This is one of the reasons why the Islamic Movement of Uzbekistan (IMU), Hizb-ut-Tehrir (HuT), the Turkistan Islamic Party (TIP) and others that are well entrenched in Uzbek society, especially in the Ferghana Valley, and have aimed to create an Islamic caliphate for decades, have failed to exploit the situation after long-time leader Karimov died in 2016.
Despite the opacity of Central Asian politics, clan solidarity allowed for a smooth leadership transition in Turkmenistan after the death of former Turkmen President Saparmurat Niyazov in 2006.
Karimov and Nazarbaev derived their social legitimacy as “fathers” of their respective nations during their long tenures in power.
In the case of Tajikistan, President Emomali Rahmon has been in power since 1992, playing on his image as a leader who established peace in the country while ending the prolonged Tajik civil war during 1992-1997.
The Kyrgyz experiment with parliamentary democracy has remained very shaky. Kyrgyzstan saw three violent revolutions (2005, 2010, and 2020) that ousted presidents. The country is now a parliamentary republic with the president serving as head of state.

Stored items from a collection
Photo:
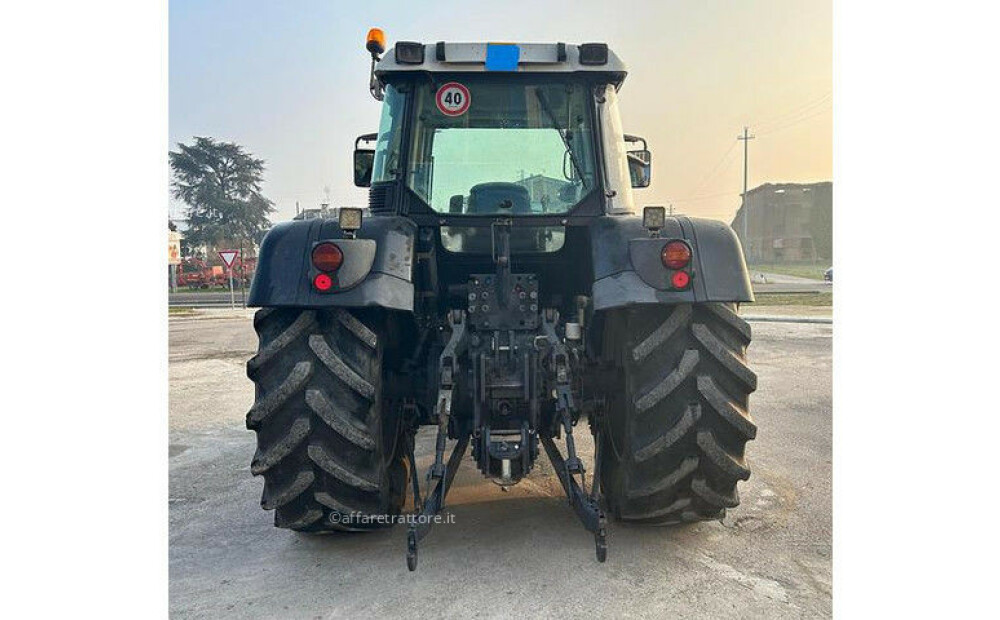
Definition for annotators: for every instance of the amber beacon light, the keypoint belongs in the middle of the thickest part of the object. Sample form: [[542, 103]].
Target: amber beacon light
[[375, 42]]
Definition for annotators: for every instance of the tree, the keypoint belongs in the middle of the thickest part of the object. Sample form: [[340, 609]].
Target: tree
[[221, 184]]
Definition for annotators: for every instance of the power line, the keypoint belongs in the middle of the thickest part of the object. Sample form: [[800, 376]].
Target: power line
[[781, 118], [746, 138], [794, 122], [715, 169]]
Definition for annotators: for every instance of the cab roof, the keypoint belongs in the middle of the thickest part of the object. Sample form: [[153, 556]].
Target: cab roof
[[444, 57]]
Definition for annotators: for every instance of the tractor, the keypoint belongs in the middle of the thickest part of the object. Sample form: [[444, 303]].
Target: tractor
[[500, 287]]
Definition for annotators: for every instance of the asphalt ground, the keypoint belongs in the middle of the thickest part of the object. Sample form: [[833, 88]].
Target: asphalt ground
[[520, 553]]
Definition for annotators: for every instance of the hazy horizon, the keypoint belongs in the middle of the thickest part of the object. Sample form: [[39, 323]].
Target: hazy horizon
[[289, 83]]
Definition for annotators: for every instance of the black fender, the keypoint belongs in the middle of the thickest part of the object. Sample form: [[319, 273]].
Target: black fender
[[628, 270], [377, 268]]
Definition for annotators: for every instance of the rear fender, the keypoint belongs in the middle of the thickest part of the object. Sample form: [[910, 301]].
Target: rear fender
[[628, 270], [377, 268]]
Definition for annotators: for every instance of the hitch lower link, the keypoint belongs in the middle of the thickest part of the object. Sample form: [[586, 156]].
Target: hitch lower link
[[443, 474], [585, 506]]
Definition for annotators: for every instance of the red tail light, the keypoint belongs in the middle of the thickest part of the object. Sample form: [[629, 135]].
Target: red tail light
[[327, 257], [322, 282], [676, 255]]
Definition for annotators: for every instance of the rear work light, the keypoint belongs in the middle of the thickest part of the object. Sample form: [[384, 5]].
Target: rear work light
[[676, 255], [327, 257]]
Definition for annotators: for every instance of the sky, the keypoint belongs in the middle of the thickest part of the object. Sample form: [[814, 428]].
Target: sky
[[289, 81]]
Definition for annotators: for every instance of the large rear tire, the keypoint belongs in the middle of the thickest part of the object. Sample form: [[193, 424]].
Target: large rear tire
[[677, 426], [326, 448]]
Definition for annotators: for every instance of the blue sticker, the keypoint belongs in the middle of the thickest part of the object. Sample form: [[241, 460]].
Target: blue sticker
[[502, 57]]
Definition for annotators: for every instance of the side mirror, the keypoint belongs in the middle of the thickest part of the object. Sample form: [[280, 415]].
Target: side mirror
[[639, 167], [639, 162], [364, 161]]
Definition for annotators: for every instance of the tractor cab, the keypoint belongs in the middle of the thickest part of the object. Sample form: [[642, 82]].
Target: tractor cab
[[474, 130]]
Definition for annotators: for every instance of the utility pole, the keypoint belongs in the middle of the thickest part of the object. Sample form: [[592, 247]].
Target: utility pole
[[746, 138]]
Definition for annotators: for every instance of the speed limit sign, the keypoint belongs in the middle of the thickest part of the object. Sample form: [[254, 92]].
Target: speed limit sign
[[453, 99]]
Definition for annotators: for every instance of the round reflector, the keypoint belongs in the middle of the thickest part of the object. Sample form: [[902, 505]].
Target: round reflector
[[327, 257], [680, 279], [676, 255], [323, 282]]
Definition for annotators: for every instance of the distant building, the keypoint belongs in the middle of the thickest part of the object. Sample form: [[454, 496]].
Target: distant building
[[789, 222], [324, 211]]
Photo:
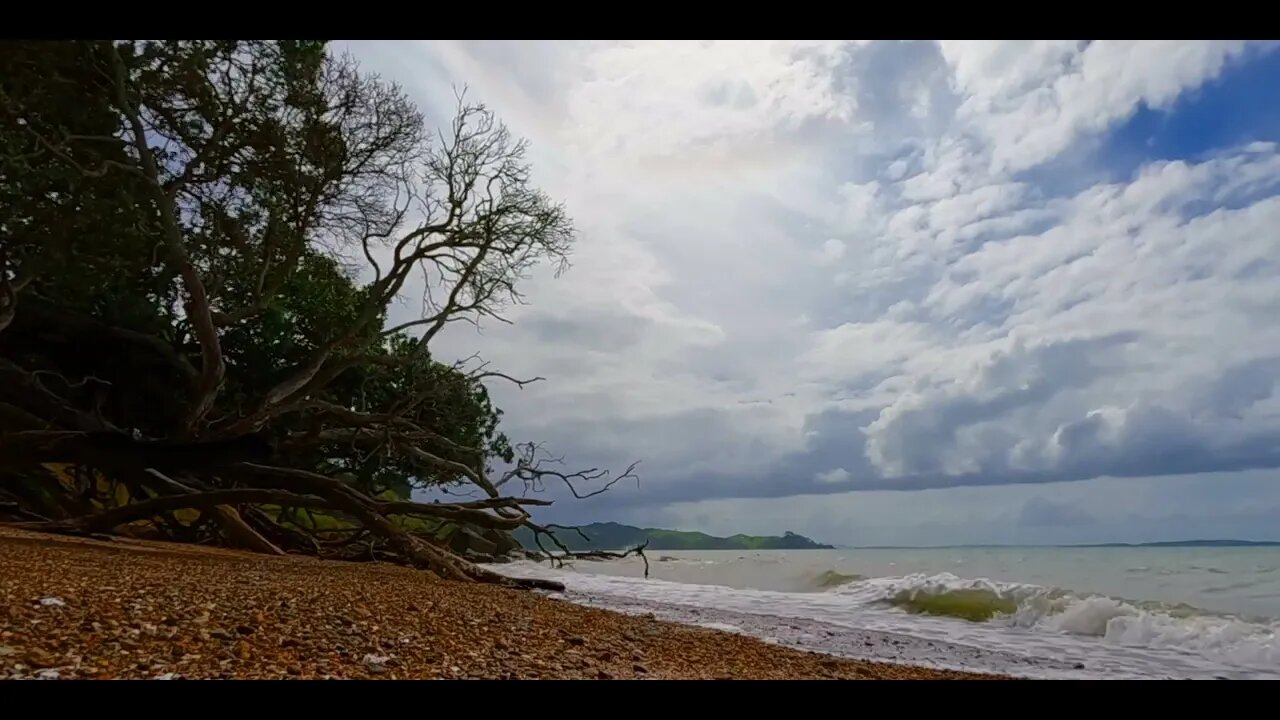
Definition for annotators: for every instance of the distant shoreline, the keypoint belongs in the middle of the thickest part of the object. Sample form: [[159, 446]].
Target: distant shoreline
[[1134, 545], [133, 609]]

* * *

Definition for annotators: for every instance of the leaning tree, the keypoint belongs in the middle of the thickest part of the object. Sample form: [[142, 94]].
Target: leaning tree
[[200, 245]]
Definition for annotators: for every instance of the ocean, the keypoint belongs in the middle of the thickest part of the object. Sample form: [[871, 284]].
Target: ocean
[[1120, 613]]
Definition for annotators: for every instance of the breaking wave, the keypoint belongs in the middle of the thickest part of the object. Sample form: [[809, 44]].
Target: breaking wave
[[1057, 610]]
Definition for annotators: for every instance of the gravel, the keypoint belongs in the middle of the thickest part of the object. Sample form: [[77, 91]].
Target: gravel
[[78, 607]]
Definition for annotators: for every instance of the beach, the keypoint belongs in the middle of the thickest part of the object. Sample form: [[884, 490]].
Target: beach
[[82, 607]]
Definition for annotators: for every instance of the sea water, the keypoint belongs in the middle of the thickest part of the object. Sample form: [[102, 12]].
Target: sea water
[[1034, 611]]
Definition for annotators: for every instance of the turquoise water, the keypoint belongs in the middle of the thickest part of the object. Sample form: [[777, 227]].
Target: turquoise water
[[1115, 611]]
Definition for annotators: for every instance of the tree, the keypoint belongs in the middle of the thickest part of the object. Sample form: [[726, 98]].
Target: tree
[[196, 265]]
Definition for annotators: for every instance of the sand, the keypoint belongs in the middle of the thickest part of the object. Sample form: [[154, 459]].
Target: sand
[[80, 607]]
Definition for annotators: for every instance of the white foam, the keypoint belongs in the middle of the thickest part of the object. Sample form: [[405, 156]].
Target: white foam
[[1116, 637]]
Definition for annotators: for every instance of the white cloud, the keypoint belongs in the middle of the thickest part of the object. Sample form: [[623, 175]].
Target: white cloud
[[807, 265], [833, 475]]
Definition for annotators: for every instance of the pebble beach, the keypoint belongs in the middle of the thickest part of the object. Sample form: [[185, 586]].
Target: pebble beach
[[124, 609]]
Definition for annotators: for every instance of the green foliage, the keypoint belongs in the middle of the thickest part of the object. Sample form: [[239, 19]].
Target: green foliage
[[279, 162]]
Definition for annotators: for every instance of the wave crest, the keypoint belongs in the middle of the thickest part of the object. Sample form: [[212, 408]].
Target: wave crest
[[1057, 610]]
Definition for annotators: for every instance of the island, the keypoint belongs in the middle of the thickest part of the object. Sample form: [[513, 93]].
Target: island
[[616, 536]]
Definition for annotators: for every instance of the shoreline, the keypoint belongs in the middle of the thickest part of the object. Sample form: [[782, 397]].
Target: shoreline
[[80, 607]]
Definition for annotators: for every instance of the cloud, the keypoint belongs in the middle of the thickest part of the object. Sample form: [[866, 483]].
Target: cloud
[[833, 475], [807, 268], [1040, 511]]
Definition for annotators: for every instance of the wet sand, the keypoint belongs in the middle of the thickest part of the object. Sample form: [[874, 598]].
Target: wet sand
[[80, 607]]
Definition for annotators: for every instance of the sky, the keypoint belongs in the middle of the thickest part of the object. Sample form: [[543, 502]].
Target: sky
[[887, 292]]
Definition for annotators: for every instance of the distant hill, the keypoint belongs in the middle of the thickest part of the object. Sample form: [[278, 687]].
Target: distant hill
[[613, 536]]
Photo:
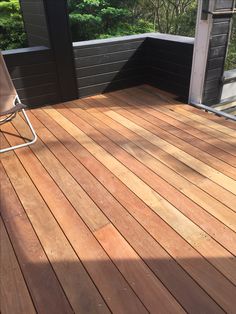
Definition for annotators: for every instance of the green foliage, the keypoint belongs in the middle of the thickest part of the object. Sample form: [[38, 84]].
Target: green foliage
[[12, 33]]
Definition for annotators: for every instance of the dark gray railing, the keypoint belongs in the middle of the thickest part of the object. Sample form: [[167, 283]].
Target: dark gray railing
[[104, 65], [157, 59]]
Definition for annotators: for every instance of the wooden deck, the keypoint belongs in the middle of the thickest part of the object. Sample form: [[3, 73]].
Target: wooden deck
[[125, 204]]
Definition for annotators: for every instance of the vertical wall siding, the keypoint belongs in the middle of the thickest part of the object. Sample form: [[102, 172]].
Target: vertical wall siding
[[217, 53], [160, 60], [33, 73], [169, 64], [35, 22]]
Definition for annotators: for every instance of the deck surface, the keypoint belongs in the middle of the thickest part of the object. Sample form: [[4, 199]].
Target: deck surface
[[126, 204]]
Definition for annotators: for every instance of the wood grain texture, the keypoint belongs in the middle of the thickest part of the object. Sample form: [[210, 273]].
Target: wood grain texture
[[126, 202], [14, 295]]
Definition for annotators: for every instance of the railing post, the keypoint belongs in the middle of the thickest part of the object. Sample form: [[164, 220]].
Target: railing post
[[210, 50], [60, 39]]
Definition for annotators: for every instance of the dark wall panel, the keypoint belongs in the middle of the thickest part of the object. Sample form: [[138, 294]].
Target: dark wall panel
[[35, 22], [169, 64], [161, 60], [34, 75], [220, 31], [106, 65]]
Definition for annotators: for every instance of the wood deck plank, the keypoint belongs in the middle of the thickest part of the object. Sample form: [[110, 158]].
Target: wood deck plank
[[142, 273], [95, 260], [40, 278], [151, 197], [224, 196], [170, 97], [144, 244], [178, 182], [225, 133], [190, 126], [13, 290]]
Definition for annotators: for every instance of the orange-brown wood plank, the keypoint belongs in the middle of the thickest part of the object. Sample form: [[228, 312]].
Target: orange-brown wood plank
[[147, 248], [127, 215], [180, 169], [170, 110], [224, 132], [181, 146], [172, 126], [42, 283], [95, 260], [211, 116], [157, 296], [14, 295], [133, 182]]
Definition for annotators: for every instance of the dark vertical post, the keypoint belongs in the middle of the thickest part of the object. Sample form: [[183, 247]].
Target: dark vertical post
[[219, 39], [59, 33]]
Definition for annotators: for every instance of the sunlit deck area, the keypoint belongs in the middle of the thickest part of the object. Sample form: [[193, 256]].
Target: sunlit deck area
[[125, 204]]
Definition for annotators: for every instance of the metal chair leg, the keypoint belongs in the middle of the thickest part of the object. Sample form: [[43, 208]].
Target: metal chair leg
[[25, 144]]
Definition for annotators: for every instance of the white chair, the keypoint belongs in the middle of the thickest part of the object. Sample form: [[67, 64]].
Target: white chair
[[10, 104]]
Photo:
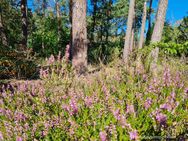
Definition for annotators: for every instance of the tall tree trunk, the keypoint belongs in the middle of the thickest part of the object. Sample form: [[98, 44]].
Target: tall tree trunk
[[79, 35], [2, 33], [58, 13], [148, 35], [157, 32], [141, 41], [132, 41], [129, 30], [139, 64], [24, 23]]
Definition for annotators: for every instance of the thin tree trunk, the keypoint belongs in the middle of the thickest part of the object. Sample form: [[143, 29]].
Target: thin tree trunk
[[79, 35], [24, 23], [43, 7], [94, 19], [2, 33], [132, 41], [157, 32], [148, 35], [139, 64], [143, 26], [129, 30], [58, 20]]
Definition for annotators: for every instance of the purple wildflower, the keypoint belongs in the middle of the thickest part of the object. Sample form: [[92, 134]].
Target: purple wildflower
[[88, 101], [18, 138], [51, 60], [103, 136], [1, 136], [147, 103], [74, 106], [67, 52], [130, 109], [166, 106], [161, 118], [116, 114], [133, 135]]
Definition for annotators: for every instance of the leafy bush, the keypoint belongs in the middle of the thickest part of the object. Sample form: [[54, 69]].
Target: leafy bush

• Given task 1
According to the Central Asia passage, in what year did Saparmurat Niyazov die?
• Given task 2
Update the Central Asia passage between "This is one" and "tenures in power.", inclusive, putting "succession" in place of "leadership transition".
• Given task 3
Carry the Central Asia passage forward from its last sentence.

• Task response 1
2006

• Task response 2
This is one of the reasons why the Islamic Movement of Uzbekistan (IMU), Hizb-ut-Tehrir (HuT), the Turkistan Islamic Party (TIP) and others that are well entrenched in Uzbek society, especially in the Ferghana Valley, and have aimed to create an Islamic caliphate for decades, have failed to exploit the situation after long-time leader Karimov died in 2016.
Despite the opacity of Central Asian politics, clan solidarity allowed for a smooth succession in Turkmenistan after the death of former Turkmen President Saparmurat Niyazov in 2006.
Karimov and Nazarbaev derived their social legitimacy as “fathers” of their respective nations during their long tenures in power.

• Task response 3
This experiment looks unusual in a region traditionally ruled by presidents. In comparison to others, the Kyrgyzstan is sharply divided along regional and ethnic lines, with both Kyrgyz and Uzbek groups comprising a roughly equal share of the population in the south. The formation of coalition governments has been driven primarily by individual and group interests, and not by any common ideology. Economically, it is the weaker state in the region, vulnerable to manipulation by outside powers. China has aggressively stepped-up economic expansion, while US and Russian interference has also posed challenges to the new parliamentary government. The country’s location on a drug trafficking route out of Afghanistan and sharing the Fergana Valley - a hub of Islamic extremism - also shapes its polity. While optimists remain hopeful about Kyrgyzstan’s success, the democracy experiment can either unite the country in the long run or rekindle fresh inter-ethnic violence and leave its south vulnerable to ethnic extremists and militant Islamists.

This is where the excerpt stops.